Brief:
Edit the stretch from the line containing "Which spot sits on each instance of the monk in" through the end of the data, changing "red wooden post" to "red timber post" and leaving everything else as it is.

Stored entries:
--
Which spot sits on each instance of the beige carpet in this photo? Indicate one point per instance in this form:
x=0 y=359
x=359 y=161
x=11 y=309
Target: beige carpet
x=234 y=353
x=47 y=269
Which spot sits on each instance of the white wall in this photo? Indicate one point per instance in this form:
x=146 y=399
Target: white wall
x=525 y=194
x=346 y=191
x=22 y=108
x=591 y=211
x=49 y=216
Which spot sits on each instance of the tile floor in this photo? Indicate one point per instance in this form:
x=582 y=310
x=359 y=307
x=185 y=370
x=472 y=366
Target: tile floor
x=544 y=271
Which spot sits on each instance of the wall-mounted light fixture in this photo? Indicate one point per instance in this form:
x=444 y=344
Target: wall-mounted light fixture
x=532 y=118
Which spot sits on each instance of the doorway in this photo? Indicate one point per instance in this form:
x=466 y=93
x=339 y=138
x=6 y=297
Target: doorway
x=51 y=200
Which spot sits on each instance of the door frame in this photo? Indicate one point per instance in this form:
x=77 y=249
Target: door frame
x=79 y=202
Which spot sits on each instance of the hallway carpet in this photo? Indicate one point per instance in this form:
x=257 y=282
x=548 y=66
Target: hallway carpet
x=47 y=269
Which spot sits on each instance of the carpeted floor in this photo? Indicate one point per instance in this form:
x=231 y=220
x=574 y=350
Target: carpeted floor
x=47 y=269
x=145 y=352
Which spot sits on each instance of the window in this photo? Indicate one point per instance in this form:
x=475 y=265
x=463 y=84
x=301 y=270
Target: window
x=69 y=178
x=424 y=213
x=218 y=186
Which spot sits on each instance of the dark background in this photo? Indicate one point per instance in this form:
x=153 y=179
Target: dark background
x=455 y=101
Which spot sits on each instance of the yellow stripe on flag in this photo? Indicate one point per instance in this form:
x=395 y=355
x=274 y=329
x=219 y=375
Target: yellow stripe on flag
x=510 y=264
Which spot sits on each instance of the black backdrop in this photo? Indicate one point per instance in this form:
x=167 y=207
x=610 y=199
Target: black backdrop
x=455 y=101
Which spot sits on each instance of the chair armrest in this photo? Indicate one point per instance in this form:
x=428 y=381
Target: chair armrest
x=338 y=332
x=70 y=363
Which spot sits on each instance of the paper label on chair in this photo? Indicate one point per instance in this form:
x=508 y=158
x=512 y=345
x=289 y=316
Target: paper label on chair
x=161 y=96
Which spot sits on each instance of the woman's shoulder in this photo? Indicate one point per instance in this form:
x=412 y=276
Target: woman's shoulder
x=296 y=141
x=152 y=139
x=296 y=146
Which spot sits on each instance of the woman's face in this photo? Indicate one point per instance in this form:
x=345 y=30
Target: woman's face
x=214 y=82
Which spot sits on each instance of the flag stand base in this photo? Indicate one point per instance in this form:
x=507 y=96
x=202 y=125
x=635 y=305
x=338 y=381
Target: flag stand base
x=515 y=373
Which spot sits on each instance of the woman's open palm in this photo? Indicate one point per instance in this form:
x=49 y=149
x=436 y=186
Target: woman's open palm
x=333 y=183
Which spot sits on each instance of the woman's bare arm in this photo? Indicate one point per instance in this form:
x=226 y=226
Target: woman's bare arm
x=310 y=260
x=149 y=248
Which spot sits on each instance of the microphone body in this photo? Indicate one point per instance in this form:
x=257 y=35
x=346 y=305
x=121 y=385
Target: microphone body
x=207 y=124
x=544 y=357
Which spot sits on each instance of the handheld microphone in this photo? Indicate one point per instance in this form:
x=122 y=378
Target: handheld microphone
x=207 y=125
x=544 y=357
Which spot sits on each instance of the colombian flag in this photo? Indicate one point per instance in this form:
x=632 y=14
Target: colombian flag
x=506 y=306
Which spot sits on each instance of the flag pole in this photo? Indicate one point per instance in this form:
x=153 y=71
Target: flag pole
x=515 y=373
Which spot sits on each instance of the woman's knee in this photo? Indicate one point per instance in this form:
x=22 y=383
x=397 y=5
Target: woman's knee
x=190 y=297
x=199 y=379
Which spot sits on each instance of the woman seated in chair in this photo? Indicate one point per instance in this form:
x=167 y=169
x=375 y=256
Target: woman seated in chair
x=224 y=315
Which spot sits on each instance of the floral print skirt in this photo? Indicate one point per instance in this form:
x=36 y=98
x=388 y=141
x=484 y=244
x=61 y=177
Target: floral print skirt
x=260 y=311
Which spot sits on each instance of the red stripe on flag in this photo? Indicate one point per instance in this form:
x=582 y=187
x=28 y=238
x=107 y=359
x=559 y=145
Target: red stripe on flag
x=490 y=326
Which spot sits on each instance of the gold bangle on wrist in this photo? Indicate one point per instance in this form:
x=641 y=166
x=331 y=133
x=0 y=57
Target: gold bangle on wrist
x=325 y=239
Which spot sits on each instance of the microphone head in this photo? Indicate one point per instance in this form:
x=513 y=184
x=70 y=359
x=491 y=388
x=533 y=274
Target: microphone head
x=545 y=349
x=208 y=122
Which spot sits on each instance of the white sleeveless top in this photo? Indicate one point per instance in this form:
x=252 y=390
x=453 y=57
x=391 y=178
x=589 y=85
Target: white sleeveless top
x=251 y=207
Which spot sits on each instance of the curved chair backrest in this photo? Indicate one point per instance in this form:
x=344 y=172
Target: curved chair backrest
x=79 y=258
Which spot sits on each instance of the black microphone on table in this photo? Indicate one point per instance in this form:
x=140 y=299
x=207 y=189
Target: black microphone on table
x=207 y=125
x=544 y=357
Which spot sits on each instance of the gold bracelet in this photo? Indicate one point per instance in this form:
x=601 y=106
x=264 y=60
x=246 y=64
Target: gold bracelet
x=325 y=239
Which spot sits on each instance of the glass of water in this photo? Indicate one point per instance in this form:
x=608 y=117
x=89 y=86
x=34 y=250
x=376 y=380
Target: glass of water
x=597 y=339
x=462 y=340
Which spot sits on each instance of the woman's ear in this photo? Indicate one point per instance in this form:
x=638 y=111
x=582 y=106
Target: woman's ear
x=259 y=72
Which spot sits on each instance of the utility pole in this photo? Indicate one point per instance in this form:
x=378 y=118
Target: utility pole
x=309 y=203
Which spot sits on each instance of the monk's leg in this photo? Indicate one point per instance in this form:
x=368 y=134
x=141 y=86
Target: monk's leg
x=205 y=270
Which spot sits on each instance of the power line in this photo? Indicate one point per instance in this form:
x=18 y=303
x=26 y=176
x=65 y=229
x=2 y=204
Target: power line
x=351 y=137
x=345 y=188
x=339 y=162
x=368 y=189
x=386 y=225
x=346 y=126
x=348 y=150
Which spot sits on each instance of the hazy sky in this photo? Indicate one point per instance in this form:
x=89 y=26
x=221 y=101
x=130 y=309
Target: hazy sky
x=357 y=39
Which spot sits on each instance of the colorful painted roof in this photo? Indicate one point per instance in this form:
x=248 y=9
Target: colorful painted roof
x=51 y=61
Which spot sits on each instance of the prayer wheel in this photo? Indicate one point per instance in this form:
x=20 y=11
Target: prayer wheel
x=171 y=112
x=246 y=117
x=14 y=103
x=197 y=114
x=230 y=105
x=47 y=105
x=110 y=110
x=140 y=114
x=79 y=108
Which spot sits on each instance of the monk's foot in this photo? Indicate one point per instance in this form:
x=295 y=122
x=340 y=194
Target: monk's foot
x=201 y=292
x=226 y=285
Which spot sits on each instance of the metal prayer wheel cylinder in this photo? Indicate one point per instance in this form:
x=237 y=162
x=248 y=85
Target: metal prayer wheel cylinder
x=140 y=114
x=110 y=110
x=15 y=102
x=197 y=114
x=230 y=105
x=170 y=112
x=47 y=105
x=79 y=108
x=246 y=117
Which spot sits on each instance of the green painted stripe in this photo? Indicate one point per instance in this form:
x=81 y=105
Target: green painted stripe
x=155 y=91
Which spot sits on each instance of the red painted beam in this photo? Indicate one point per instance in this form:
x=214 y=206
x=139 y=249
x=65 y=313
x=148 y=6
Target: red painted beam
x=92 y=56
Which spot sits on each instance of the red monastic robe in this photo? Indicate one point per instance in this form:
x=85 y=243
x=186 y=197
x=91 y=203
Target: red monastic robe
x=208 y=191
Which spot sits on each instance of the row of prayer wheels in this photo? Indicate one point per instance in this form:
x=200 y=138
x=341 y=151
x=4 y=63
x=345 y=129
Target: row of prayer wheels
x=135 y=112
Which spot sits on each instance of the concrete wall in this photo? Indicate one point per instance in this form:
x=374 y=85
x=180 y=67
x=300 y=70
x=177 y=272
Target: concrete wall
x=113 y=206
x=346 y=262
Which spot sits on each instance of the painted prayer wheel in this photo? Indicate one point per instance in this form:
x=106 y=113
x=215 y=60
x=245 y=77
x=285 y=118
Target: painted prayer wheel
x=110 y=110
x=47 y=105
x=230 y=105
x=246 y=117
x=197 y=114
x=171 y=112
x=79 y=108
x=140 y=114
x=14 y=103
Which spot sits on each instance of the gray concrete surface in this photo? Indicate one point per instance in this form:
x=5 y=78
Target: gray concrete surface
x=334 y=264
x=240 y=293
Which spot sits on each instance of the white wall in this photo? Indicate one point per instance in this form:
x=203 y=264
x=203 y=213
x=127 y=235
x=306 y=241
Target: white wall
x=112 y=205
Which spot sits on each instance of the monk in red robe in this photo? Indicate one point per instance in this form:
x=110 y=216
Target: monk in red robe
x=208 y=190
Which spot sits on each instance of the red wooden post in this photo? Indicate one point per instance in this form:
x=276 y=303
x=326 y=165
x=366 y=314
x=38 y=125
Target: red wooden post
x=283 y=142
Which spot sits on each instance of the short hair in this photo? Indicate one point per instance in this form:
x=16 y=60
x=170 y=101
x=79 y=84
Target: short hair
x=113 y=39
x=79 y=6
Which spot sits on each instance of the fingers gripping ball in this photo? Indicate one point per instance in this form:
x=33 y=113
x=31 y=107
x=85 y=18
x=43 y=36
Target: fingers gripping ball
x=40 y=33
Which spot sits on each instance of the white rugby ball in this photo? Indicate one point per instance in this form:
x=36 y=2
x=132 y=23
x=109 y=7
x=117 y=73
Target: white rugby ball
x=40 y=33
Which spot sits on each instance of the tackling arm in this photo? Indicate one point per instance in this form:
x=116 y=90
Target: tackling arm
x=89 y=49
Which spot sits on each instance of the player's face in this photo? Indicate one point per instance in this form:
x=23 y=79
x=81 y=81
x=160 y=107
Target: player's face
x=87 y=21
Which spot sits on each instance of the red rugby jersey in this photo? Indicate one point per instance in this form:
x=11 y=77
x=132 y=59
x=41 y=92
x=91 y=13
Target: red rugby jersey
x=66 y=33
--
Response to this exercise:
Which spot sits on each instance of the monk in red robe in this photo? Indicate one point per instance in this form:
x=110 y=216
Target: monk in red robe
x=208 y=190
Which spot sits on each instance of the red timber post in this photo? Indicate one point per instance in this form:
x=276 y=303
x=326 y=165
x=366 y=314
x=38 y=125
Target: red timber post
x=283 y=142
Which spot sits on each instance of the short hair in this photo? Indicate one point per instance in this form:
x=16 y=60
x=170 y=101
x=79 y=84
Target: short hair
x=113 y=39
x=79 y=6
Which spot sits on each instance of the fingers gripping ball in this photo? Indicate one point per instance in this form:
x=33 y=113
x=31 y=107
x=85 y=18
x=43 y=36
Target: fingers gripping ball
x=40 y=33
Which spot sits on each instance of the white rugby ball in this photo? Indicate one point per instance in this form:
x=36 y=2
x=132 y=23
x=109 y=7
x=117 y=73
Target: white rugby ball
x=40 y=33
Which spot sits on each instance of the tackling arm in this photo? Indicate one point per instance in this form:
x=116 y=90
Target: tackling arm
x=89 y=49
Which spot sits on each instance of the player's face in this photo? Indicate one point per instance in this form:
x=23 y=79
x=81 y=81
x=160 y=107
Target: player's face
x=87 y=21
Which spot sits on each instance of the red rugby jersey in this photo? Indicate one point per instance in this form:
x=11 y=77
x=132 y=59
x=41 y=92
x=91 y=13
Target: red rugby jersey
x=66 y=33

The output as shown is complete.